**Page excerpt:**

What transformation maps $y=\frac{1}{4}x-2$ to $y=-3x+6$? What transformation maps $y=\frac{1}{4}x-2$ to $y=-3x+6$?
I have tried many things, rotating around the origin, reflecting about common lines, and nothing seems to work.
Any help is appreciated. Thanks!
 A: HINT 
The transformation will be a rotation about the intersection of $\frac14 x -2$ and $-3x+6$.
A: Have a look at the geometrical situation:

(Large version)
We have 
$f(x) =\frac{1}{4}x-2$ (green line) and $g(x) =-3x+6$ (red line).
We see that a rotation around the intersection $A$ of both lines would do most of the job.
Easiest, rotations around the origin are formulated, so we 


*

*first translate the scene such that $A$ turns into the origin $O$ via $T$, then 

*rotate the line of $f$ into the line of $g$ via $R$ around the origin, and finally 

*retranslate the origin $O$ to $A$ again via $T^{-1}$.

**Objective:** Transcribe the part of the thread on mapping one line onto another, starting with "Any help is" and going on through "and $g(x) =-3x+6$ (red line).". The material placed after the thread on mapping one line onto another comes from a separate source.

**Material:**
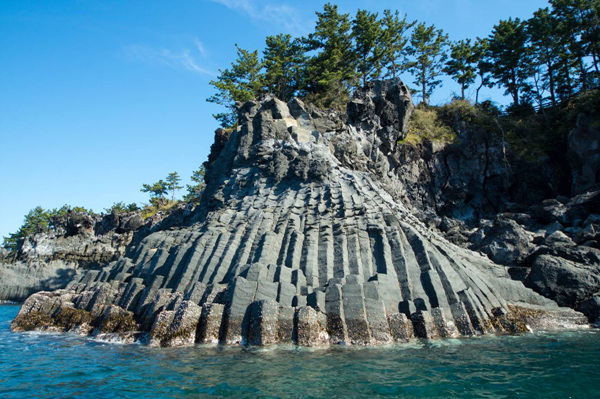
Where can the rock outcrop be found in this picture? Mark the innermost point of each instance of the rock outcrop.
(302, 236)
(77, 242)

**Answer to the exercise:**
Any help is appreciated. Thanks!
 A: HINT 
The transformation will be a rotation about the intersection of $\frac14 x -2$ and $-3x+6$.
A: Have a look at the geometrical situation:

(Large version)
We have 
$f(x) =\frac{1}{4}x-2$ (green line) and $g(x) =-3x+6$ (red line).